TASK BRIEF: Rewrite the records below as a two-column CSV with the header record_text,answer and one row per record. Put each record's text and its answer in a quoted field of their own, replacing every line break with a space.

## Start

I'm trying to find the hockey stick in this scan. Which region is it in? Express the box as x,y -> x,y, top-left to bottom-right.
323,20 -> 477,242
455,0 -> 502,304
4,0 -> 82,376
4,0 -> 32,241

## End

RESPONSE TO THE TASK:
record_text,answer
"I'm trying to find the hockey stick in this scan. Which region is it in? Express the box as x,y -> x,y, top-left to bottom-right.","323,20 -> 477,242 455,0 -> 502,304 4,0 -> 82,376 4,0 -> 32,241"